Document -
[Begin]

Sunday, September 23, 2007


The United States Steel Corporation (NYSEX) is an integrated steel producer with major production operations in the United States and Central Europe. The company is the world's seventh-largest steel producer ranked by sales (see list of steel producers). It was renamed USX Corporation in 1991 and subsequently United States Steel Corporation again in 2001 when the shareholders of USX spun off its steel-making assets following the acquisition of Marathon Oil in 1982. It is still the largest domestically owned integrated steel producer in the United States, although it produces only slightly more steel than it did in 1902.
U.S. Steel is a former Dow Jones Industrial Average component listed from April 1, 1901 to May 3, 1991. It was removed under its USX Corporation name with Navistar International and Primerica Corporation.

U.S. Steel History
U.S. Steel maintained the labor policies of Andrew Carnegie, which called for low wages and limited unionization. The Amalgamated Association of Iron and Steel Workers union that represented workers at the Homestead, Pennsylvania plant was, for many years, broken after a violent strike in 1892. U.S. Steel defeated another strike in 1901, the year it was founded. U.S. Steel built the city of Gary, Indiana in 1906, and 100 years later it remains the location of the largest integrated steel mill in the Northern Hemisphere. U.S. Steel did reach an impasse with unions during World War I, when under pressure from the Wilson Administration it relaxed its opposition to unions enough to allow some to operate in certain factories. It returned to its previous policies as soon as the war ended, however, and in a 1919 strike defeated union organizing efforts by William Z. Foster of the AFL, later a leader of the Communist Party of the United States of America.
During the 1920s, U.S. Steel, like many other large employers, coupled paternalistic employment practices with "employee representation plans" (ERPs), which were company unions sponsored by management. Ironically, these ERPs eventually became an important factor leading to the organization of the United Steelworkers of America. The Company dropped its hard-line, anti-union stance in 1937, when Myron Taylor, then president of U.S. Steel, agreed to recognize the Steel Workers Organizing Committee, an arm of the CIO led by John L. Lewis. Taylor was an outsider, brought in during the Great Depression to rescue U.S. Steel, and had no emotional investment in the Company's long history of opposition to unions. Watching the upheaval caused by the United Automobile Workers' successful sit-down strike in Flint, Michigan, and convinced that Lewis was someone he could deal with on a businesslike basis, Taylor sought stability through collective bargaining.
The Steelworkers continue to have a contentious relationship with U.S. Steel, but far less so than the relationship that other unions had with employers in other industries in the United States. They launched a number of long strikes against U.S. Steel in 1946 and 1959, but those strikes were over wages and benefits and not the more fundamental issue of union recognition that led to violent strikes elsewhere.

[End]

Available data -

[Begin]

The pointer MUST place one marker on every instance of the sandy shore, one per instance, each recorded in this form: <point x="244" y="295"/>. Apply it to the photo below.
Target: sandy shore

[End]

Objectives -
1. Quote the U.S. Steel text from "The Steelworkers continue" up to and including "violent strikes elsewhere.".
2. Answer these questions from the U.S. Steel text:
(a) Which city did U.S. Steel build in 1906?
(b) Who was president of U.S. Steel when it agreed in 1937 to recognize the Steel Workers Organizing Committee?
(c) In which two years did the Steelworkers launch long strikes against U.S. Steel?

Solved tasks -
1.
The Steelworkers continue to have a contentious relationship with U.S. Steel, but far less so than the relationship that other unions had with employers in other industries in the United States. They launched a number of long strikes against U.S. Steel in 1946 and 1959, but those strikes were over wages and benefits and not the more fundamental issue of union recognition that led to violent strikes elsewhere.

2.
(a) Gary, Indiana
(b) Myron Taylor
(c) 1946 and 1959